* [Your instructions] Print the listing below exactly.

* [Named-object pointing records]
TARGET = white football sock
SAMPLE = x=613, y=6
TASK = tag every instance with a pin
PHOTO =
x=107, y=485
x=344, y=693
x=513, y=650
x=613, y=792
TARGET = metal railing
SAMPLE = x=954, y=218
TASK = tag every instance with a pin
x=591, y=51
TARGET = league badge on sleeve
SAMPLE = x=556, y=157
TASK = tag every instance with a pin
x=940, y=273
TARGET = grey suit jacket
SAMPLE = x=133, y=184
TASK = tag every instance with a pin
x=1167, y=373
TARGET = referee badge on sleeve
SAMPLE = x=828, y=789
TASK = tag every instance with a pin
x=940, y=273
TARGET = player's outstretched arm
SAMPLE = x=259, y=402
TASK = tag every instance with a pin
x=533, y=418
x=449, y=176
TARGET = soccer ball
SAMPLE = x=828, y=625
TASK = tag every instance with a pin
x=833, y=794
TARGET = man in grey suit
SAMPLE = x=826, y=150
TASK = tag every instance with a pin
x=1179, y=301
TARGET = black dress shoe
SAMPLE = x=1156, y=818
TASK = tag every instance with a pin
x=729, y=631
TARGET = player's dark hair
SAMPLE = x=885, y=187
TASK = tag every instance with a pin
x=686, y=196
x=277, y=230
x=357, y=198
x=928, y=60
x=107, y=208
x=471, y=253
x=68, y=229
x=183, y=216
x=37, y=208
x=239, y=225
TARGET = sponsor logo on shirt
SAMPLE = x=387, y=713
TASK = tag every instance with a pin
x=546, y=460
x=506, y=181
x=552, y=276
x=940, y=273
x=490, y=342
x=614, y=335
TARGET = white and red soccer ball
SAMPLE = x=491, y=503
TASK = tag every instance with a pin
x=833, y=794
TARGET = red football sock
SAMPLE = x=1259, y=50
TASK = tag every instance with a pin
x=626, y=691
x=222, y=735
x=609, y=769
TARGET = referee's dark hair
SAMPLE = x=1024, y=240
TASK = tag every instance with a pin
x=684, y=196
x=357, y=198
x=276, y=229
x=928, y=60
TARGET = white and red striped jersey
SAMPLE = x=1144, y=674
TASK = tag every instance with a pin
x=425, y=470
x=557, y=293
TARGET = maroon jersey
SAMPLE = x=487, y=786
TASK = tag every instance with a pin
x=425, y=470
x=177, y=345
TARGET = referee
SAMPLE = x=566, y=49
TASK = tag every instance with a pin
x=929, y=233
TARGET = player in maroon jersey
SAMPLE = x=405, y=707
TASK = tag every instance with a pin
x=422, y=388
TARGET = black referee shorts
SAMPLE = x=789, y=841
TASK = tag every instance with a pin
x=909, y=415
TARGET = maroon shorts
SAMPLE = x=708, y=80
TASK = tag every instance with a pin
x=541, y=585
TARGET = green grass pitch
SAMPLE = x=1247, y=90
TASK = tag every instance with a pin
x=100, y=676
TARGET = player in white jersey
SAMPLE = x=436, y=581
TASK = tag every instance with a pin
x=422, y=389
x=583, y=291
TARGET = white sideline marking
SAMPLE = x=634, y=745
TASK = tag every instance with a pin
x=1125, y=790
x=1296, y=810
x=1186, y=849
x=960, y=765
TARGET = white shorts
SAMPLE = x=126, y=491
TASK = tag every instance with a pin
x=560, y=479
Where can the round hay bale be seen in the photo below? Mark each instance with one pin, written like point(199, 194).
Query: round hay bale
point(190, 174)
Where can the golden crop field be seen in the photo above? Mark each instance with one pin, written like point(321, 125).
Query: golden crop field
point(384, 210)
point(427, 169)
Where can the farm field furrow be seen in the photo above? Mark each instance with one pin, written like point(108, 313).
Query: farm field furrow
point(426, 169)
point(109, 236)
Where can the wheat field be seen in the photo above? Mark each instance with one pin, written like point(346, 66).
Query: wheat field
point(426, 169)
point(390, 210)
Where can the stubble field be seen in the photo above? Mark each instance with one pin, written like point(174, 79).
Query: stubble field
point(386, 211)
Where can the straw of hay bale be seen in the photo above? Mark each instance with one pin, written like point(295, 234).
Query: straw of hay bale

* [Exercise solution]
TARGET = white football sock
SAMPLE = x=613, y=6
TASK = tag every instance with a pin
PHOTO =
x=107, y=485
x=344, y=693
x=513, y=650
x=613, y=792
TARGET = metal railing
SAMPLE = x=954, y=218
TASK = tag every instance with a pin
x=591, y=51
TARGET = league badge on sleeve
SAMPLE = x=556, y=157
TASK = tag every instance with a pin
x=940, y=273
TARGET = grey suit jacket
SAMPLE = x=133, y=184
TASK = tag every instance with a pin
x=1167, y=373
TARGET = referee badge on sleeve
SAMPLE = x=828, y=789
TASK = tag every instance with a pin
x=940, y=273
TARGET = player's outstretched arm
SAMPLE = x=259, y=402
TASK = tag every instance with a pin
x=533, y=418
x=449, y=176
TARGET = soccer ball
SAMPLE = x=828, y=625
TASK = tag every instance with a pin
x=833, y=794
TARGET = man in grey suit
SAMPLE = x=826, y=150
TASK = tag every instance with a pin
x=1179, y=301
TARGET = black dress shoe
SAMPLE = x=1156, y=818
TASK = tag every instance with a pin
x=729, y=631
TARGET = player's dark hair
SAMPLE = x=885, y=187
TASK = tag every instance with a pin
x=686, y=196
x=277, y=230
x=357, y=198
x=928, y=60
x=107, y=208
x=471, y=253
x=68, y=229
x=183, y=216
x=37, y=208
x=239, y=225
TARGET = sponsor logo on shirt
SAMPLE = x=387, y=713
TASK = tag every instance with a pin
x=546, y=460
x=506, y=181
x=552, y=276
x=940, y=273
x=490, y=342
x=614, y=335
TARGET = white and red soccer ball
SAMPLE = x=491, y=503
TASK = tag every instance with a pin
x=833, y=794
TARGET = red football sock
SAMPLE = x=1259, y=50
TASK = tag every instance with a pin
x=626, y=691
x=222, y=735
x=609, y=769
TARGET = referee's dark hair
SAMPLE = x=1024, y=240
TASK = tag every instance with a pin
x=684, y=196
x=357, y=198
x=276, y=229
x=928, y=60
TARGET = white and red striped jersey
SAMPLE = x=1144, y=674
TASK = tag every instance with a pin
x=425, y=470
x=557, y=293
TARGET = maroon jersey
SAMPLE = x=487, y=786
TASK = tag every instance with a pin
x=425, y=470
x=177, y=345
TARGET = referee
SAMPLE = x=566, y=49
TASK = tag every instance with a pin
x=929, y=233
TARGET = player in maroon jersey
SAMPLE = x=405, y=707
TASK = tag every instance with a pin
x=422, y=388
TARGET = black referee shorts
SAMPLE = x=789, y=841
TASK = tag every instance with a pin
x=909, y=415
TARGET = maroon shorts
SAMPLE = x=708, y=80
TASK = tag every instance with a pin
x=541, y=585
TARGET = green grass pitch
SAMPLE = x=1247, y=90
TASK = tag every instance with a pin
x=100, y=676
TARGET = player in white jersey
SAMPLE = x=436, y=581
TASK = tag every instance with a pin
x=422, y=389
x=583, y=291
TARGET = white sideline marking
SAMPLE = x=634, y=745
TASK = tag every instance with a pin
x=1125, y=790
x=1296, y=810
x=1186, y=849
x=960, y=765
TARGET = white shorts
SAMPLE = x=126, y=491
TASK = tag every instance with a pin
x=560, y=479
Where can the round hay bale be seen in the photo below? Mark each instance with one pin, written like point(199, 194).
Query: round hay bale
point(190, 174)
Where can the golden crop field be seen in the photo above? Mark each instance with one pin, written like point(321, 125).
Query: golden crop field
point(384, 210)
point(427, 169)
Where can the farm field furrow be seen in the photo above? Mark each instance with one pin, written like point(108, 313).
Query: farm field furrow
point(426, 169)
point(109, 236)
Where can the wheat field be seen in the photo above? Mark each instance with one pin, written like point(346, 66).
Query: wheat field
point(426, 169)
point(390, 210)
Where can the stubble field be seen in the photo above? Mark each instance with one pin, written like point(174, 79).
Query: stubble field
point(386, 211)
Where can the straw of hay bale be seen in the photo above? Mark each instance with one pin, written like point(295, 234).
Query: straw of hay bale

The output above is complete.